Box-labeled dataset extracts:

+ + + +

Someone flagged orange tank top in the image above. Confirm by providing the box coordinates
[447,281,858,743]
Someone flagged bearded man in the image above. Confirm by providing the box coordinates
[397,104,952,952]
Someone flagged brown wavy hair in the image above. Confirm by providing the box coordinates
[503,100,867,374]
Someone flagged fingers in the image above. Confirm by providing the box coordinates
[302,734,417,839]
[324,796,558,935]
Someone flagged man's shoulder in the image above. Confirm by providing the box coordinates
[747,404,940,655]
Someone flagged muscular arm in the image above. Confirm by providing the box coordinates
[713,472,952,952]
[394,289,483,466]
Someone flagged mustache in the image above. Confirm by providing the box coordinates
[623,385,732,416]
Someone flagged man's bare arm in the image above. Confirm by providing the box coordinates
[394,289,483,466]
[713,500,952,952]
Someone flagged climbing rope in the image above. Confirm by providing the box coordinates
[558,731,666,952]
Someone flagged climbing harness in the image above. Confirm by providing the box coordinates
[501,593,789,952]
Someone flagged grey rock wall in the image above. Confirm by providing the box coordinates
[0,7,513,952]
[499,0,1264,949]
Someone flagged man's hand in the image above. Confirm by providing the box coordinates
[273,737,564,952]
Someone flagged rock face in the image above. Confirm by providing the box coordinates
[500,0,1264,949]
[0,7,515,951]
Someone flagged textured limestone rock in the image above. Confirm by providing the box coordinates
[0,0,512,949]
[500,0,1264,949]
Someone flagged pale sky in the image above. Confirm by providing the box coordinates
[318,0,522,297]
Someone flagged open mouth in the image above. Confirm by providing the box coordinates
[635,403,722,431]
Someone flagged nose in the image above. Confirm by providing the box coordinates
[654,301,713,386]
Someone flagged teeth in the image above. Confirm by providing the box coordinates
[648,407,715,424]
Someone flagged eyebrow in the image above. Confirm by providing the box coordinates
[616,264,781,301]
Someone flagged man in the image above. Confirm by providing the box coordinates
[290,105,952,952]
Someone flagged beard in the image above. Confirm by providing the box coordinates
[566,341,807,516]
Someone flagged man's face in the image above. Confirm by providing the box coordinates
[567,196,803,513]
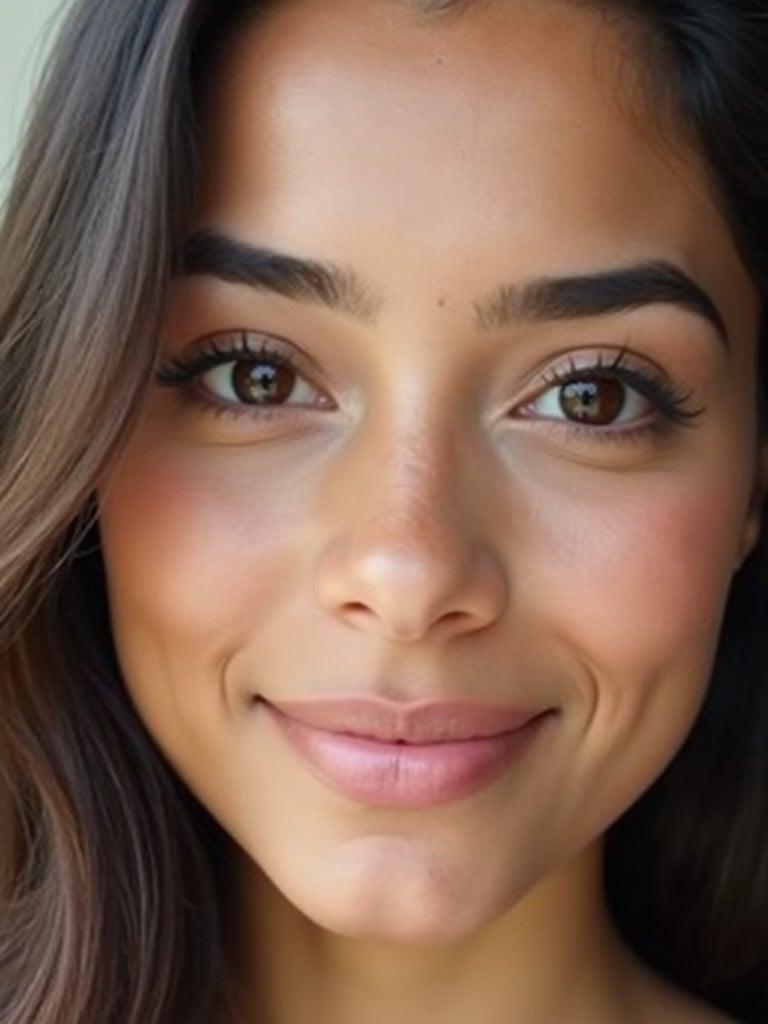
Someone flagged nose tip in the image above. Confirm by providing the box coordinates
[316,532,507,643]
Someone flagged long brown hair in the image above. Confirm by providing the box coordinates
[0,0,768,1024]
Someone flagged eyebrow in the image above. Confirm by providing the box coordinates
[181,229,728,347]
[475,260,728,347]
[181,230,378,324]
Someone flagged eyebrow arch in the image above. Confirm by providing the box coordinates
[181,230,378,324]
[180,229,729,348]
[475,260,729,348]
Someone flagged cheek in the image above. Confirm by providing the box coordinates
[100,438,311,718]
[520,464,745,837]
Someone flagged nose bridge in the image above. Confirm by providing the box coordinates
[309,412,506,640]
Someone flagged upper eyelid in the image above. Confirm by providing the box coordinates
[157,328,322,376]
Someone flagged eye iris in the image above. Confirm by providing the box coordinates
[560,378,626,426]
[232,359,296,406]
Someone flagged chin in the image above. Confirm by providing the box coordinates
[270,843,524,946]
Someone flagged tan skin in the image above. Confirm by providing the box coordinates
[101,0,758,1024]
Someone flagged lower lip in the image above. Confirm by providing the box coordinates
[262,705,549,807]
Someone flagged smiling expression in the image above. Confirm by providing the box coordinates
[101,0,758,939]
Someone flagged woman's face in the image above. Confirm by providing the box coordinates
[101,0,757,941]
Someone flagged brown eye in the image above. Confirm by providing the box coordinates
[230,359,296,406]
[559,377,627,427]
[199,354,326,408]
[523,371,654,428]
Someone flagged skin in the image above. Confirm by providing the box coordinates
[101,0,758,1024]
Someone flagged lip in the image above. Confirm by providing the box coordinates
[262,696,552,808]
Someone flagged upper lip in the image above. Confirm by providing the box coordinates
[268,695,548,743]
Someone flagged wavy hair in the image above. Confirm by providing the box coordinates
[0,0,768,1024]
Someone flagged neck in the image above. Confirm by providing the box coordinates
[227,846,651,1024]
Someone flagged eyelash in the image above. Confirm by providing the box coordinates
[521,348,705,441]
[156,331,703,442]
[156,331,319,419]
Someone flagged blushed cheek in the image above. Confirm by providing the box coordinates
[100,445,309,674]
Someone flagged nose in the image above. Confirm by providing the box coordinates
[314,430,508,643]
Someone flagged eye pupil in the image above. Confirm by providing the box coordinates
[232,359,296,406]
[560,378,626,426]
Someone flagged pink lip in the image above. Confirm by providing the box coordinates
[263,697,549,807]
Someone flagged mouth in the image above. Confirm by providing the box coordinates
[260,696,554,808]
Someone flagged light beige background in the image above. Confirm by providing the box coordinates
[0,0,65,198]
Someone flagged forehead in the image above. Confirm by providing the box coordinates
[193,0,749,335]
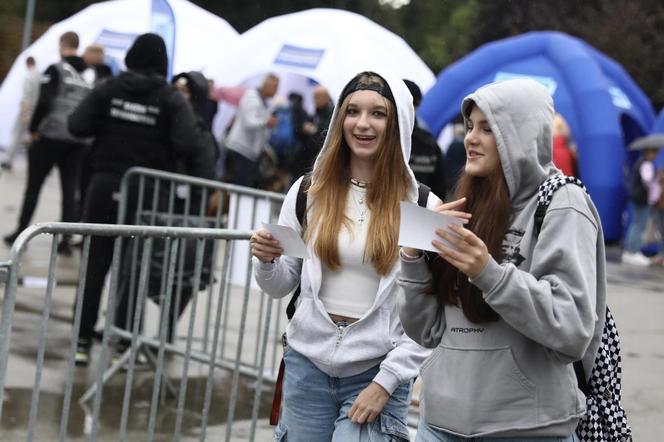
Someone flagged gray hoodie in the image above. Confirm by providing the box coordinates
[399,79,606,437]
[254,72,440,394]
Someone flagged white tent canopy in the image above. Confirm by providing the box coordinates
[205,8,435,105]
[0,0,239,149]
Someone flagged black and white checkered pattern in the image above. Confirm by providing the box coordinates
[535,175,632,442]
[537,175,587,206]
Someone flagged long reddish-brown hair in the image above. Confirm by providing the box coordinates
[429,106,512,323]
[304,73,410,275]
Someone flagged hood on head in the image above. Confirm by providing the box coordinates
[125,33,168,77]
[171,71,209,116]
[461,78,556,208]
[314,72,417,202]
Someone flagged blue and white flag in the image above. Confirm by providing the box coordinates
[150,0,175,81]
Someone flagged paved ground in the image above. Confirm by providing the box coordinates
[0,157,664,442]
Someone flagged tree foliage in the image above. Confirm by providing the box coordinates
[0,0,664,109]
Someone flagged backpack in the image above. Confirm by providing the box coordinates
[535,175,632,442]
[627,158,648,206]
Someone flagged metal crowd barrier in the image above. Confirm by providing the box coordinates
[117,167,285,377]
[0,178,285,441]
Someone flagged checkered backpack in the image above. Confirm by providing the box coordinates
[535,175,632,442]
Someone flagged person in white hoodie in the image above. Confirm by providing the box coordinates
[251,72,439,442]
[399,79,606,442]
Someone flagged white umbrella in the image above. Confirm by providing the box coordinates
[0,0,239,146]
[207,8,435,99]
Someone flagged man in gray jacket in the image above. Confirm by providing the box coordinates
[226,74,279,187]
[4,31,95,255]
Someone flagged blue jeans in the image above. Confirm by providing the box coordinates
[624,203,650,253]
[274,349,410,442]
[415,419,579,442]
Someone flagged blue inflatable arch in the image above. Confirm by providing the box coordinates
[419,32,654,241]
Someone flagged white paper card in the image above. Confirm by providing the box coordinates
[263,223,307,258]
[399,202,463,252]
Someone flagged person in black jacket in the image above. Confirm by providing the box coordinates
[404,80,445,198]
[4,31,95,255]
[69,33,206,365]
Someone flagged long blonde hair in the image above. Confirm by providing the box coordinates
[304,72,410,275]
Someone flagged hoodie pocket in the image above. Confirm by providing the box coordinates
[422,346,538,436]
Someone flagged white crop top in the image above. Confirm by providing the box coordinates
[318,184,381,319]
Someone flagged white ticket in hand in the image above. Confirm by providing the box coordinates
[399,201,463,252]
[263,223,308,258]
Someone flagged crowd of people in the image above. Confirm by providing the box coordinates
[251,76,606,442]
[3,28,648,442]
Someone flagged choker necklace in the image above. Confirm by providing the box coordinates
[350,177,369,189]
[350,183,369,224]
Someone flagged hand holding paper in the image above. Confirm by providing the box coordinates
[263,223,307,258]
[399,202,464,253]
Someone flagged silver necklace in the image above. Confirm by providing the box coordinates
[350,183,369,224]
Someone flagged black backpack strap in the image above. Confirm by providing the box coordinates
[295,174,311,231]
[286,174,311,321]
[574,361,590,396]
[417,182,431,207]
[535,175,588,235]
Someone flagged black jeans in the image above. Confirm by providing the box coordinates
[16,138,83,232]
[79,173,122,339]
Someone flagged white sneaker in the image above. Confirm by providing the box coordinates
[622,252,650,267]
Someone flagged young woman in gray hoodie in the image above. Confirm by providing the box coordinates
[251,72,439,442]
[399,79,606,442]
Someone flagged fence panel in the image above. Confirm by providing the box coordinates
[0,219,283,441]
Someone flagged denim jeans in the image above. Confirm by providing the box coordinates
[274,349,410,442]
[415,419,579,442]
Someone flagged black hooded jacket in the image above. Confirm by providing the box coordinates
[173,71,219,179]
[68,71,203,174]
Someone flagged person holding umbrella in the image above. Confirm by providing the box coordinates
[622,135,664,266]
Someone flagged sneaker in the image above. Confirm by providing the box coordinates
[621,252,650,267]
[74,338,92,367]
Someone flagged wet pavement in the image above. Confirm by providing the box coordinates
[0,158,664,442]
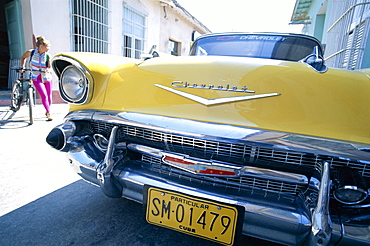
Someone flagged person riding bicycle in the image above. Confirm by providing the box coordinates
[20,36,52,121]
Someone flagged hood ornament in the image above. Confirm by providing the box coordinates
[154,81,280,106]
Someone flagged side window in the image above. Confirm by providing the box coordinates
[168,39,180,56]
[70,0,109,54]
[122,4,146,59]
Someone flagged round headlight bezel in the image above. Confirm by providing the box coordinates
[59,65,90,104]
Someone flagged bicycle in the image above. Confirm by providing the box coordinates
[10,68,45,125]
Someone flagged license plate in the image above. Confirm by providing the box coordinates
[146,187,241,245]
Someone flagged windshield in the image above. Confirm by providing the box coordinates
[190,34,321,61]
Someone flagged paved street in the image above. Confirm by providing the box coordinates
[0,104,278,246]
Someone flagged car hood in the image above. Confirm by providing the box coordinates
[62,55,370,144]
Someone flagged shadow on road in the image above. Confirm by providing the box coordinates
[0,180,223,246]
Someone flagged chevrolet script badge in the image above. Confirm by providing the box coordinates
[154,81,280,106]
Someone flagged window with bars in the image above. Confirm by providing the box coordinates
[168,39,180,56]
[122,4,146,59]
[70,0,108,54]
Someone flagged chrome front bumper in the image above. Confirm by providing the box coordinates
[64,128,335,245]
[47,112,370,245]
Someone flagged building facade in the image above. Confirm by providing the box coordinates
[291,0,370,70]
[0,0,211,89]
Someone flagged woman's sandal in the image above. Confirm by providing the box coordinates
[45,113,53,121]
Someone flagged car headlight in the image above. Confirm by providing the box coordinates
[59,65,90,104]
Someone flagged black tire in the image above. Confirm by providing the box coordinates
[10,80,23,112]
[27,87,35,125]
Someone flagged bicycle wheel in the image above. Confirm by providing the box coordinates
[27,86,35,125]
[10,80,23,112]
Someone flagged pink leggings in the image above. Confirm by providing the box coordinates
[33,75,51,113]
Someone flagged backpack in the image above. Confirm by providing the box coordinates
[30,50,50,67]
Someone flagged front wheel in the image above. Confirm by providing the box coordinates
[27,87,35,125]
[10,80,23,112]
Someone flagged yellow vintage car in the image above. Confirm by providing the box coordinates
[47,33,370,245]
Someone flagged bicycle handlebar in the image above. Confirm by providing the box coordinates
[11,67,46,73]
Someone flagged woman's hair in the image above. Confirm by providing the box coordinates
[36,36,50,47]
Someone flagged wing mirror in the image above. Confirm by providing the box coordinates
[302,46,328,73]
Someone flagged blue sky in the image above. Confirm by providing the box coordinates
[177,0,302,33]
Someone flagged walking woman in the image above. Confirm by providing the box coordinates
[20,36,53,121]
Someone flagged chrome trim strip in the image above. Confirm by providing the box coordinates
[66,110,370,161]
[96,126,122,198]
[127,144,308,185]
[310,162,332,246]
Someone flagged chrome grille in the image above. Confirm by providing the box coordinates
[142,155,307,196]
[92,121,370,178]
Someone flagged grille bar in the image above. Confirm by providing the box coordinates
[92,121,370,178]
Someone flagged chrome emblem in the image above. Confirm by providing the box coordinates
[154,81,280,106]
[162,153,240,177]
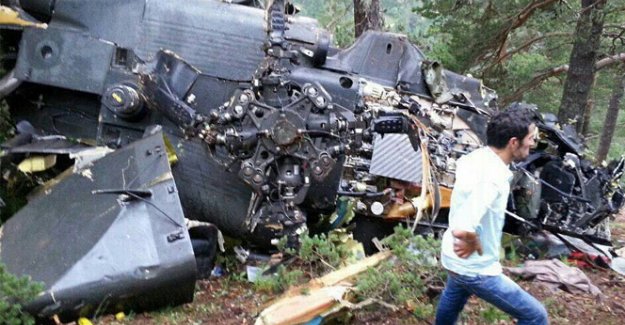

+ + + +

## Exercise directions
Output, unchanged, the lines of the listing between the one holding "Someone flagged choker" and the one holding "[79,173,122,339]", inclusive.

## Task response
Someone flagged choker necklace in the image above. Confirm by providing the box coordinates
[350,177,369,189]
[350,183,369,224]
Someone flagged hand holding paper in the image above. Confirm by providing the box coordinates
[263,223,307,258]
[399,202,464,253]
Someone flagged silver necklace in the image above. Confirm by providing the box coordinates
[350,183,369,224]
Someone flagged black backpack strap in the image above. Confirm by providing the box coordinates
[295,174,311,231]
[286,174,311,321]
[574,361,590,396]
[417,182,431,207]
[535,175,588,235]
Someone flagged black jeans in the image above. Confirm by providing the box coordinates
[16,138,83,232]
[79,173,122,339]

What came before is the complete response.